GIVEN INFORMATION:
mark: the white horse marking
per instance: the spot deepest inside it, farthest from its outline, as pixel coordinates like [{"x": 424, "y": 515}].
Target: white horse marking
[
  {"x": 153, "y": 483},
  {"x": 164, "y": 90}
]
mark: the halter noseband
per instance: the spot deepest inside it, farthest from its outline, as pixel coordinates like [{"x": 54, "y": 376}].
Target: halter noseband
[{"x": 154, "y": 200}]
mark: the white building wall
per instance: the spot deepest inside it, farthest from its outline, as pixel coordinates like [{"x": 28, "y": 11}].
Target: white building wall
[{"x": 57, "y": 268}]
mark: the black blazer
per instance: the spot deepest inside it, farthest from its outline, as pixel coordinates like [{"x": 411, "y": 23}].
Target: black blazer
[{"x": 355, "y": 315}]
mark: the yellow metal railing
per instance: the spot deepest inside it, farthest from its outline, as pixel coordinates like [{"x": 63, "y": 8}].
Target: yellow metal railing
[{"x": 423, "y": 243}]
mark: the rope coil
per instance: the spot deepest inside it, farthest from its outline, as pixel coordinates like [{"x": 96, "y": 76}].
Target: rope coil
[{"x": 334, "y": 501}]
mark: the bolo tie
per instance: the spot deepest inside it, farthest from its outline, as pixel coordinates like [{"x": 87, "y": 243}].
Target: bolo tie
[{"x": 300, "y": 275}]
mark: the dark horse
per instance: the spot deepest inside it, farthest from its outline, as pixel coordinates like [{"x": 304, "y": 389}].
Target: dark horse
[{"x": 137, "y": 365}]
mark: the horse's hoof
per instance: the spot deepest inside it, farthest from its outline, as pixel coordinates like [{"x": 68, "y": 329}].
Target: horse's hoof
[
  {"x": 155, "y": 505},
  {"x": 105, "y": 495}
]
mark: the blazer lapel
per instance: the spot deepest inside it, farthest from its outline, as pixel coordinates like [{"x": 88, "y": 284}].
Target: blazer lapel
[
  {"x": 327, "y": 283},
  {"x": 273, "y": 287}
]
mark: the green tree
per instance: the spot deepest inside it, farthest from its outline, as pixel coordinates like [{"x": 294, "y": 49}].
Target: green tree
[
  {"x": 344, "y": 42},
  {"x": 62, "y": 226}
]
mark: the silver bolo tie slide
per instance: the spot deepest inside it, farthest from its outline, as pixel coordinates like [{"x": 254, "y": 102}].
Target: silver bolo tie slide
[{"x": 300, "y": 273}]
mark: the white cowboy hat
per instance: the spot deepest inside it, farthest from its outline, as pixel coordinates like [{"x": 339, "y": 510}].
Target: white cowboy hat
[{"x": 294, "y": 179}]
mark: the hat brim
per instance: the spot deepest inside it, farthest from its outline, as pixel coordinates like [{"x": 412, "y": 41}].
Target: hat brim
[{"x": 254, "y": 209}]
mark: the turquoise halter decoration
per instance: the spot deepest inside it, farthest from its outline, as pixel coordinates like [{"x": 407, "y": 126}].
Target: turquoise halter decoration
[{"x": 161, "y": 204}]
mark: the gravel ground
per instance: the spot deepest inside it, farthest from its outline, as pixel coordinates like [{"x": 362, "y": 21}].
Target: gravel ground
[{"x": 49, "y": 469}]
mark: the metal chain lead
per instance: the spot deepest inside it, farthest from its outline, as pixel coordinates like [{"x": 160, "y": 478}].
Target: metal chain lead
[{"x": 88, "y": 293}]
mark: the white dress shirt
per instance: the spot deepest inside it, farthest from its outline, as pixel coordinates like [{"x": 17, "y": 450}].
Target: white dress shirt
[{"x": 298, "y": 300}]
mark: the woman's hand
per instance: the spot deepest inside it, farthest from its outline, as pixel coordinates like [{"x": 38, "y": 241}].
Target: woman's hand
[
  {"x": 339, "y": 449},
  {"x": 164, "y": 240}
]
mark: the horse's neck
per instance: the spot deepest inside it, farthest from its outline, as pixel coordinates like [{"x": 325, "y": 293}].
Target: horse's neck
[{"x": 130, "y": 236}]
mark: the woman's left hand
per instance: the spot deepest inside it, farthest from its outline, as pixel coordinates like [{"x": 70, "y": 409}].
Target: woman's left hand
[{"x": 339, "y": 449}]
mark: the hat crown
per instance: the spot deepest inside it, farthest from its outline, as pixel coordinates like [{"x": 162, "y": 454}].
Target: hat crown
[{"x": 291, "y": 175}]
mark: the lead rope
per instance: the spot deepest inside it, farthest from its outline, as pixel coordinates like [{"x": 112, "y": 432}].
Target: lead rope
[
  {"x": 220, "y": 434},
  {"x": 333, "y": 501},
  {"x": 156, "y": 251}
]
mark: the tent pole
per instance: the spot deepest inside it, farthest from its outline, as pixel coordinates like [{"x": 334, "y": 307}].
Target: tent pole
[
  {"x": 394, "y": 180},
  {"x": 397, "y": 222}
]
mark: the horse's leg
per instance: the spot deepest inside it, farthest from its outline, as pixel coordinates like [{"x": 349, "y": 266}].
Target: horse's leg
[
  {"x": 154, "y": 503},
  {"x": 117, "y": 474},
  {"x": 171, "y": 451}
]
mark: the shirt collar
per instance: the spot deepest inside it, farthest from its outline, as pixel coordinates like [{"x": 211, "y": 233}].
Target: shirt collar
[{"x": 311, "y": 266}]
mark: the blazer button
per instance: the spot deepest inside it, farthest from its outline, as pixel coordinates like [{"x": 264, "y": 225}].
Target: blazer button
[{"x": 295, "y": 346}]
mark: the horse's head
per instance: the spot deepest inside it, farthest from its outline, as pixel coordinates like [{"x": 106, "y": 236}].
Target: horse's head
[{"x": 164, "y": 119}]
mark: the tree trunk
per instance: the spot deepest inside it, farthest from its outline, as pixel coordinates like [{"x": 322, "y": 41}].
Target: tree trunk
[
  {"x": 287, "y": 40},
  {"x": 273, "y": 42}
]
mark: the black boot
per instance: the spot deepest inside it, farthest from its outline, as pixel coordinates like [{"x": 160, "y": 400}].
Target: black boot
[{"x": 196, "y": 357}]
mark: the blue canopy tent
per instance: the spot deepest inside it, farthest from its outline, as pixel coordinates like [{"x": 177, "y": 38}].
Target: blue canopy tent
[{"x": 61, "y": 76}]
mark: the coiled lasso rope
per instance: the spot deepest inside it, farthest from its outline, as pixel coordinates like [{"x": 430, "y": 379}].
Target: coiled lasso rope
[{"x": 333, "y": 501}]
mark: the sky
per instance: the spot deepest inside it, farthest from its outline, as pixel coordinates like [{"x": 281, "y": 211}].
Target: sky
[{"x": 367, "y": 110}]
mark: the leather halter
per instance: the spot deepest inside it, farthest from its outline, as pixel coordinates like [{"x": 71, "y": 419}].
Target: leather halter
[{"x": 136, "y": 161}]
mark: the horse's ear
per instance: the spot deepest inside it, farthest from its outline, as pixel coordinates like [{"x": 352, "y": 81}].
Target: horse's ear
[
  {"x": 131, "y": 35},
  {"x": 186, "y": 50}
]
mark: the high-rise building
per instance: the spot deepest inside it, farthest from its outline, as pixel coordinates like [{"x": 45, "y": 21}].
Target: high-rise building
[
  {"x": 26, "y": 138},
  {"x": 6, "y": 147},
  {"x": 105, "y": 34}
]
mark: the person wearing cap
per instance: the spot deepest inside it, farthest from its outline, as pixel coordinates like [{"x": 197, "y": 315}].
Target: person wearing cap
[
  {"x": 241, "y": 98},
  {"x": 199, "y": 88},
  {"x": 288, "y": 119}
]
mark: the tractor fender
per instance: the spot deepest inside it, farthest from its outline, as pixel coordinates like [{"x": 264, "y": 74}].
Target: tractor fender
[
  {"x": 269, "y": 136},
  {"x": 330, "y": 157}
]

PROBLEM TO WORK ON: Each entry above should be repeated exactly, with no line left out.

TASK OUTPUT:
mark: the white horse marking
per instance: the spot deepest inside it, farthest from its outline, as pixel coordinates like [{"x": 424, "y": 515}].
Target: white horse marking
[
  {"x": 153, "y": 483},
  {"x": 164, "y": 90}
]
mark: the halter noseband
per instance: the spot deepest inside it, farthest from its outline, as pixel coordinates like [{"x": 54, "y": 376}].
Target: halter noseband
[{"x": 154, "y": 200}]
mark: the white building wall
per instance: the spot deepest inside it, farthest from its outline, as pixel coordinates like [{"x": 28, "y": 11}].
Target: white building wall
[{"x": 57, "y": 268}]
mark: the black blazer
per instance: the spot deepest inside it, farthest from its outline, as pixel coordinates like [{"x": 411, "y": 23}].
Target: black blazer
[{"x": 355, "y": 315}]
mark: the yellow metal railing
per instance: the spot deepest inside it, farthest from its outline, as pixel coordinates like [{"x": 63, "y": 8}].
Target: yellow metal railing
[{"x": 423, "y": 243}]
mark: the rope coil
per instance: the spot deepest inside it, farthest from its outline, as pixel coordinates like [{"x": 96, "y": 76}].
Target: rope coil
[{"x": 334, "y": 501}]
mark: the bolo tie
per instance: the spot deepest inside it, farthest from its outline, as pixel coordinates like [{"x": 87, "y": 243}].
Target: bolo tie
[{"x": 300, "y": 275}]
mark: the dark horse
per instance: the spot deepest inside it, farthest from its outline, as pixel coordinates like [{"x": 304, "y": 389}].
Target: dark horse
[{"x": 137, "y": 365}]
mark: the horse's hoof
per instance: the spot deepest inside it, farthest from its outline, as pixel coordinates like [{"x": 68, "y": 329}].
Target: horse's hoof
[
  {"x": 155, "y": 505},
  {"x": 105, "y": 495}
]
mark: the blazer lapel
per instance: the spot deepest inside it, farthest from its outline, as pixel coordinates like [{"x": 88, "y": 284}].
Target: blazer lapel
[
  {"x": 327, "y": 283},
  {"x": 273, "y": 287}
]
mark: the green tree
per instance: the spot deepest inside it, farthest from its outline, as pixel coordinates like [{"x": 294, "y": 49}].
Target: green tree
[
  {"x": 344, "y": 42},
  {"x": 62, "y": 226}
]
mark: the silver bolo tie slide
per instance: the spot deepest inside it, farthest from its outline, as pixel coordinates like [{"x": 254, "y": 102}].
Target: silver bolo tie slide
[{"x": 300, "y": 273}]
mark: the white cowboy hat
per instance: the spot deepest inside it, farthest from its outline, as pixel coordinates like [{"x": 339, "y": 510}].
Target: white cowboy hat
[{"x": 294, "y": 179}]
mark: the hat brim
per instance: the spot deepest inside it, farthest from its outline, as pixel coordinates like [{"x": 412, "y": 41}].
Target: hat brim
[{"x": 254, "y": 209}]
mark: the turquoise halter decoration
per instance: the spot deepest inside it, farthest from its outline, as pixel coordinates like [{"x": 407, "y": 126}].
Target: turquoise halter decoration
[{"x": 161, "y": 204}]
mark: the gravel ground
per instance: the spot deepest inside it, farthest from its outline, as pixel coordinates like [{"x": 362, "y": 21}].
Target: gravel ground
[{"x": 49, "y": 469}]
mark: the metal chain lead
per instance: the spot deepest inside it, farthest from its outline, as pixel coordinates like [{"x": 160, "y": 478}].
Target: metal chain lead
[{"x": 88, "y": 293}]
mark: the white dress shirt
per instance: the spot deepest inside it, farthest from its outline, as pixel coordinates like [{"x": 17, "y": 450}].
Target: white dress shirt
[{"x": 298, "y": 300}]
mark: the woman's hand
per instance: the spot deepest inside it, farthest from its outline, as pixel coordinates like [{"x": 38, "y": 241}].
Target: woman's hand
[
  {"x": 339, "y": 449},
  {"x": 164, "y": 240}
]
mark: the horse's neck
per instance: the spot deepest inside it, farthest from its outline, as pixel coordinates like [{"x": 325, "y": 293}].
Target: horse's neck
[{"x": 130, "y": 236}]
mark: the woman's left hand
per instance: the spot deepest inside it, farthest from its outline, as pixel coordinates like [{"x": 70, "y": 409}].
Target: woman's left hand
[{"x": 339, "y": 449}]
mark: the hat crown
per instance: the spot deepest inside it, farthest from its outline, as pixel coordinates like [{"x": 162, "y": 454}].
Target: hat crown
[{"x": 291, "y": 175}]
mark: the lead rope
per instance: the spot deepest inside it, farthest from its outline, as pixel coordinates like [{"x": 112, "y": 432}].
Target: lead rope
[
  {"x": 220, "y": 434},
  {"x": 333, "y": 501},
  {"x": 156, "y": 251}
]
mark: the tent pole
per instance: the spot deepest inside it, farthest from its outline, as pixel coordinates like [{"x": 334, "y": 307}].
Target: tent pole
[
  {"x": 394, "y": 180},
  {"x": 397, "y": 222}
]
mark: the horse's leg
per instance: the spot deepest inside it, farthest from its outline, as pixel coordinates like [{"x": 349, "y": 266}].
Target: horse's leg
[
  {"x": 154, "y": 503},
  {"x": 117, "y": 474},
  {"x": 171, "y": 451}
]
mark: the shirt collar
per instance: the spot deepest inside it, farthest from its outline, as pixel coordinates like [{"x": 211, "y": 233}].
Target: shirt collar
[{"x": 311, "y": 266}]
mark: the blazer button
per instance: the spot deepest inside it, farthest from its outline, as pixel coordinates like [{"x": 264, "y": 225}].
Target: blazer button
[{"x": 295, "y": 346}]
mark: the horse's head
per instance: the spot deepest inside it, farthest from its outline, as pixel coordinates like [{"x": 106, "y": 236}].
Target: horse's head
[{"x": 164, "y": 119}]
mark: the tree trunk
per instance: the spot deepest inside it, farthest from its outline, as pixel coordinates like [{"x": 322, "y": 41}].
Target: tree trunk
[
  {"x": 287, "y": 40},
  {"x": 273, "y": 42}
]
mark: the black boot
per instance: the spot deepest inside it, farthest from its outline, as pixel coordinates like [{"x": 160, "y": 400}].
Target: black boot
[{"x": 196, "y": 357}]
mark: the blue canopy tent
per instance: the spot deepest inside it, farthest from its outline, as pixel coordinates like [{"x": 177, "y": 38}].
Target: blue canopy tent
[{"x": 61, "y": 76}]
mark: the coiled lasso rope
per instance: the spot deepest inside it, farthest from its outline, as pixel coordinates like [{"x": 430, "y": 379}].
Target: coiled lasso rope
[{"x": 333, "y": 501}]
mark: the sky
per instance: the spot deepest inside it, farthest from its outline, as pixel coordinates like [{"x": 281, "y": 211}].
Target: sky
[{"x": 367, "y": 110}]
mark: the leather halter
per instance: the spot deepest inside it, farthest from its outline, as pixel coordinates like [{"x": 71, "y": 419}].
Target: leather halter
[{"x": 136, "y": 161}]
mark: the horse's ear
per instance: the spot deepest inside it, farthest from its outline, as pixel coordinates like [{"x": 352, "y": 81}].
Target: horse's ear
[
  {"x": 131, "y": 35},
  {"x": 186, "y": 50}
]
mark: the high-rise building
per instance: the spot deepest inside it, farthest from its outline, as pixel coordinates like [{"x": 45, "y": 21}].
Target: high-rise building
[
  {"x": 26, "y": 138},
  {"x": 6, "y": 147},
  {"x": 105, "y": 34}
]
mark: the person wearing cap
per instance: the spot deepest inside it, farthest from its outline, as pixel coordinates like [{"x": 197, "y": 315}].
Target: person wearing cap
[
  {"x": 241, "y": 98},
  {"x": 199, "y": 88},
  {"x": 288, "y": 119}
]
mark: the tractor fender
per instance: the spot deepest inside it, farthest from its outline, as pixel coordinates like [{"x": 264, "y": 74}].
Target: tractor fender
[
  {"x": 269, "y": 136},
  {"x": 330, "y": 157}
]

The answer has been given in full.